Output the records exactly. Include every line.
◇ ◇ ◇
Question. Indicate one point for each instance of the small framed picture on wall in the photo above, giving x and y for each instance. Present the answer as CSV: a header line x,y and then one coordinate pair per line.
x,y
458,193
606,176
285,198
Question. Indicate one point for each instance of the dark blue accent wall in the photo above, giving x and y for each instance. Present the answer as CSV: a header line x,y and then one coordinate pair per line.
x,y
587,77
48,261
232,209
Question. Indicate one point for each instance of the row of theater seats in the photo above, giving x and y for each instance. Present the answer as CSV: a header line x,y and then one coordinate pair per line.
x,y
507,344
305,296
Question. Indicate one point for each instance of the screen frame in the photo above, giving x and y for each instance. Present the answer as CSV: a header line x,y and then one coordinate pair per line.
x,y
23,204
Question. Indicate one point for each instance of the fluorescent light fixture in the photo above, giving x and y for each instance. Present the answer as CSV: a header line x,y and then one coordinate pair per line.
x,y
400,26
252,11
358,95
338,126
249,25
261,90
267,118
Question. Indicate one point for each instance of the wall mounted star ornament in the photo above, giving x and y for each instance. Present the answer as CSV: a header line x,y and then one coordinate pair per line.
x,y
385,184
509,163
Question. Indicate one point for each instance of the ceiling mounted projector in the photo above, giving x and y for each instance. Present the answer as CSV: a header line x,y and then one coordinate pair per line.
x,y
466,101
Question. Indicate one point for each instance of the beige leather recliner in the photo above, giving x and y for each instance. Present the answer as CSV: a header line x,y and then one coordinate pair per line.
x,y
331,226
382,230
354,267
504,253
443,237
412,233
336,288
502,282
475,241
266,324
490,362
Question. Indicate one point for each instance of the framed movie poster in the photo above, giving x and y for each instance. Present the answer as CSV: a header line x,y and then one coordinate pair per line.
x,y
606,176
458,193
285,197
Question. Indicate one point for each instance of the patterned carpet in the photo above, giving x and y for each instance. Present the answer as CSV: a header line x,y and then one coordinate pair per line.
◇ ◇ ◇
* FULL OUTPUT:
Question. Indicate one point for each instance of the small framed picture on wall in the photo above, giving x and y for each instance. Present the answer as CSV: a header line x,y and then one coordinate pair per line.
x,y
458,193
606,176
285,198
Question. Indicate one point for each instance of the dark blue accent wall in the photo above, giving x and y for each instance. Present the answer as CSV: a header line x,y and then one coordinate pair per line.
x,y
587,77
48,261
232,209
Question. Indicate one point for each instance of the row of theater seats in the photo above, giving x and y for each instance. Present the answer as CSV: a header line x,y and then one coordinate pair per line.
x,y
507,344
305,296
Question. Indicate one point for each instance of the screen frame in the photo above, giving x and y for each instance. Present the answer as CSV: a header line x,y and then one coordinate pair per line.
x,y
23,204
Question. Indicate one point for each instance of the fluorescent light fixture in the photo above, giving x and y for each instance. Present the answer as CSV: a header line x,y and then one coordinate pair per line.
x,y
400,26
252,11
358,95
338,126
249,25
261,90
267,118
Question. Indicate one point for each instance of the wall mounted star ornament in the photo above, giving x and y for each instance. Present the answer as CSV: a header line x,y and then one coordinate pair per line.
x,y
385,184
509,163
Question. Indicate one point for each instance of the ceiling mounted projector in the photo above, giving x and y for each instance. Present the answer as CSV: a header line x,y and then one coordinate pair per line.
x,y
466,101
Question. Indicate one point for each instance of the beige leather recliner in the photo above, giving x and y for each instance. Present the answer as CSV: a header line x,y and then one coordinate pair per line.
x,y
331,226
382,230
354,267
504,253
443,237
412,233
336,288
502,282
475,241
266,324
490,362
Question. Indicate one point for each instance of the framed movie poster in the photo above, giving x and y for each instance. Present the answer as CSV: a header line x,y and then one coordinate pair per line.
x,y
606,176
458,193
285,197
Question. Indicate one point for each instance of the patterned carpet in the photo above, giving x and y for each instance. Present the answer as CSV: a header line x,y and then one coordinate pair per line.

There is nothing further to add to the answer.